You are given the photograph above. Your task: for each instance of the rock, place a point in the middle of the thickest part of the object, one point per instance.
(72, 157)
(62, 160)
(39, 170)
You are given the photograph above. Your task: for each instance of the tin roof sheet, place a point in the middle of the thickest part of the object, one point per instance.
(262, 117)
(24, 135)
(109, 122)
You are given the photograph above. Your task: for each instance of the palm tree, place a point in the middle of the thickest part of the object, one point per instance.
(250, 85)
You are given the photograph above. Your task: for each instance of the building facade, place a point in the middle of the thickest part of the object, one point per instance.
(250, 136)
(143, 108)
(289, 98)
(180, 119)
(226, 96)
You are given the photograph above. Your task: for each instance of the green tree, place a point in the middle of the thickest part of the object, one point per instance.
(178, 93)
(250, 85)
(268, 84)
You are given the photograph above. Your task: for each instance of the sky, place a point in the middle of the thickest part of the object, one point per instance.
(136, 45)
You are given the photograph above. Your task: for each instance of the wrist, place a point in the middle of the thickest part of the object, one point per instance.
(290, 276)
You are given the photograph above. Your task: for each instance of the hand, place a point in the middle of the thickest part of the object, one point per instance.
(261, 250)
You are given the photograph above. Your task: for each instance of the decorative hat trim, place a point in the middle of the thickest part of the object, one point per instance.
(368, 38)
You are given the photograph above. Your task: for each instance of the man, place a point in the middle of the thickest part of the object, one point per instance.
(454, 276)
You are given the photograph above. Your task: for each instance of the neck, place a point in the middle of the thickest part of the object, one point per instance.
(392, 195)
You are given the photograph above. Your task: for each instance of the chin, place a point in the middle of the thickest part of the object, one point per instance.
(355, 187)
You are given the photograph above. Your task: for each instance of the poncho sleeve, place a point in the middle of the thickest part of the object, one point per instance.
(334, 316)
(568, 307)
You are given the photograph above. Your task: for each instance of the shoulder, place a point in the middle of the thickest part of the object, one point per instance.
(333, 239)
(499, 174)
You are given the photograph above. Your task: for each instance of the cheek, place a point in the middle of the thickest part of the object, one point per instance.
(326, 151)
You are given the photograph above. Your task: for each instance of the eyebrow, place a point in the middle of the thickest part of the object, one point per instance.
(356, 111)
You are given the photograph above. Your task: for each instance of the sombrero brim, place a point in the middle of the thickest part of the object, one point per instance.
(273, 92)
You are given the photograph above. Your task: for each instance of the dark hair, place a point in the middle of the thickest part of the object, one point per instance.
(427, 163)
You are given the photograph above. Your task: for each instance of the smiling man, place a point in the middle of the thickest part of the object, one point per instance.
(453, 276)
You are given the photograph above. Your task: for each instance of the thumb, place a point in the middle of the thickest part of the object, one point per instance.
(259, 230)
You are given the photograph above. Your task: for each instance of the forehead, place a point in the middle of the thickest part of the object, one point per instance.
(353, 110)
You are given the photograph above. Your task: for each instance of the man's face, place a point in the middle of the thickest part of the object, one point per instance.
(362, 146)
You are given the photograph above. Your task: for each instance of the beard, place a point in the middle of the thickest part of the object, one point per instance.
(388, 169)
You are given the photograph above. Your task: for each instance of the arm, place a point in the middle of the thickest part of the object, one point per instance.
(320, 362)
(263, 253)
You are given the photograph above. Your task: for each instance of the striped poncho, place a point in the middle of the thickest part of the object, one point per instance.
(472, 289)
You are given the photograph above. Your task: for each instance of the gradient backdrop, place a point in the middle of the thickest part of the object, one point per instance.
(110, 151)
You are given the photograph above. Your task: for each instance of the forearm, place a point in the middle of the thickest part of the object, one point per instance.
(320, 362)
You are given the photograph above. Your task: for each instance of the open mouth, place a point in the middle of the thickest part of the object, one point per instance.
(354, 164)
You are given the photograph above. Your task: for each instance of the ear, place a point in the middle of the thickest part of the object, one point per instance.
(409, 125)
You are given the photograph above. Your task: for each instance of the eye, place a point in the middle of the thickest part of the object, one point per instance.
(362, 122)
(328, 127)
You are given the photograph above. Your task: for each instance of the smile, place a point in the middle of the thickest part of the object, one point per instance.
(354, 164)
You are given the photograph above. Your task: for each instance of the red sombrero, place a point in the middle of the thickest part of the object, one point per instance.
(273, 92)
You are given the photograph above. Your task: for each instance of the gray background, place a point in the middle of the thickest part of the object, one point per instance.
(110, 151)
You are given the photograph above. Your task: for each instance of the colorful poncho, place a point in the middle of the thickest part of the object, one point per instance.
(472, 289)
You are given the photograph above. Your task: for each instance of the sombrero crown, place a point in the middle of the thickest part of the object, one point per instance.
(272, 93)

*-*-*

WHAT THIS TASK INVOLVES. Quote each of the items above word for word, in their original order.

SOLUTION TO THIS TASK.
You are given the photograph above. Your task: for each instance of the rock, place a point in the middle of the thickest part of the object, one point per instance.
(72, 157)
(62, 160)
(39, 170)
You are given the photograph above. Your task: for each instance of the tin roof sheet, place a point in the middle of the thickest part of the object, one point per instance.
(262, 117)
(24, 135)
(109, 122)
You are given the photograph above. Your task: for each instance of the palm tree, place a point in the middle of the thickest part of the object, one point per instance.
(250, 85)
You are given the photograph above. Your task: for each instance of the building facade, place a point in the middle of the thickest part of the object, one point per instance.
(250, 136)
(143, 108)
(289, 98)
(180, 119)
(226, 96)
You are given the photograph above. Your task: for each instance of the green tree, place a point in the middle of the thickest part of the object, one point per instance.
(178, 93)
(250, 85)
(268, 84)
You are given the photograph above. Your task: for each instance of the sky, place a point in the middle of the thickest part of the object, one point per instance.
(136, 45)
You are given the photograph above. Your task: for each instance of the wrist, place a point in the middle of the thickest part of the object, one point per instance.
(290, 276)
You are given the photograph above. Your task: for each instance of the hand, place a point in the middle of the thickest part of the object, one point per instance.
(261, 250)
You are given the photograph above. Your task: for each instance of the decorative hat trim, place a point in the middle of the thickest part of the object, one point per instance.
(368, 38)
You are given the photograph above. Your task: for each instance of the man, place a point in the middle of the thickest part of the object, one point per instance.
(454, 276)
You are given the photograph above. Your task: for each instance of the neck, place a point in the middle of the thickest part of the object, one point per instance.
(392, 195)
You are given the photograph above. Your task: for each instance of the chin, place a point in the middle of the thickest part of the object, one point per instance.
(355, 187)
You are given the photograph above. Your task: for each instance of the poncho sleeve, place a point in the middle of the thickest part of the object, one point per instance.
(334, 316)
(568, 307)
You are given the photograph above. Your task: for each instance of the shoulder, place a point in the middle of the thickest part of the object, one point per instance.
(333, 239)
(499, 174)
You are given the photograph above. Your task: for each instance of the cheek, place a point in the middle of the thickest part of the object, one point per instance.
(326, 151)
You are given the photograph above. Your task: for each instance of the eyebrow, place a point in the middle of the thickest part of the object, one point per instance.
(356, 111)
You are given the photograph above. Your task: for each instance of the sombrero brim, place a point in the middle of the thickest part of the object, one point per instance.
(273, 92)
You are given the photograph above. Your task: for each instance of the dark hair, place a point in the middle of the thickest part of the object, one point per instance.
(427, 163)
You are given the photograph above. Your task: for each instance of the smiling man, place a point in the middle of the thickest part of the object, one point per instance.
(453, 276)
You are given the photograph above. Your task: for each instance of the thumb, place a point in the middle of the thickest part of the object, one point per instance.
(259, 230)
You are given the photograph above. Your task: for each instance of the forehead, place a point in the middle of the thickest part of the object, one point per instance.
(353, 110)
You are given the photograph above. Your task: for each instance of the man's face, place a point in the middle of the thickest part of the object, one point per instance.
(362, 146)
You are given the photograph above. Your task: for each instance of the beard, place a point in the middle of the thickest part of the object, one point per instance.
(388, 169)
You are given the photograph above. Your task: for each instance of the arm, place a point in the middle of the thickest part of the object, one point per instance.
(320, 362)
(263, 253)
You are given the photograph above. Your task: for each instance of the striped poncho, place a point in the middle of the thickest part of the object, one point per instance.
(472, 289)
You are given the photograph above. Your task: for each instance of the gradient backdrop, place a point in the middle of the thickest part of the object, one point per instance.
(110, 151)
You are given the photograph above. Your task: for each instance of the forearm, place a point in the middle of the thickest part of the object, one point per instance.
(320, 362)
You are given the photograph above. Your task: for each instance of the open mouth, place a point in the middle of the thickest part of the object, one point per instance.
(354, 164)
You are given the photograph above. Your task: for each instance of the ear, place a point in the middle of the thickest part of the object, one point per instance.
(409, 125)
You are given the photograph above. Your task: for each instance of the eye, place a point in the middle of the thickest part of the object, one point per instance.
(362, 122)
(328, 127)
You are given the photograph above. Your task: for each instance of the smile, place a point in the middle of the thickest part of the object, one point per instance.
(354, 164)
You are given the photograph above. Your task: for each instance of the red sombrero, place a point in the middle of the thickest part of the object, one point per instance.
(273, 92)
You are given the photograph above. Your task: for each instance of the gray background, place a point in the middle of the thickest part of the object, one point per instance.
(110, 151)
You are given the photograph above. Your task: for each instance of the colorful poncho, place a point in the middle of the thickest part of the object, one point per instance.
(472, 289)
You are given the photograph above. Your task: for each instance of the sombrero crown, place a point in the middle of the thickest part of the object, one point per instance.
(272, 93)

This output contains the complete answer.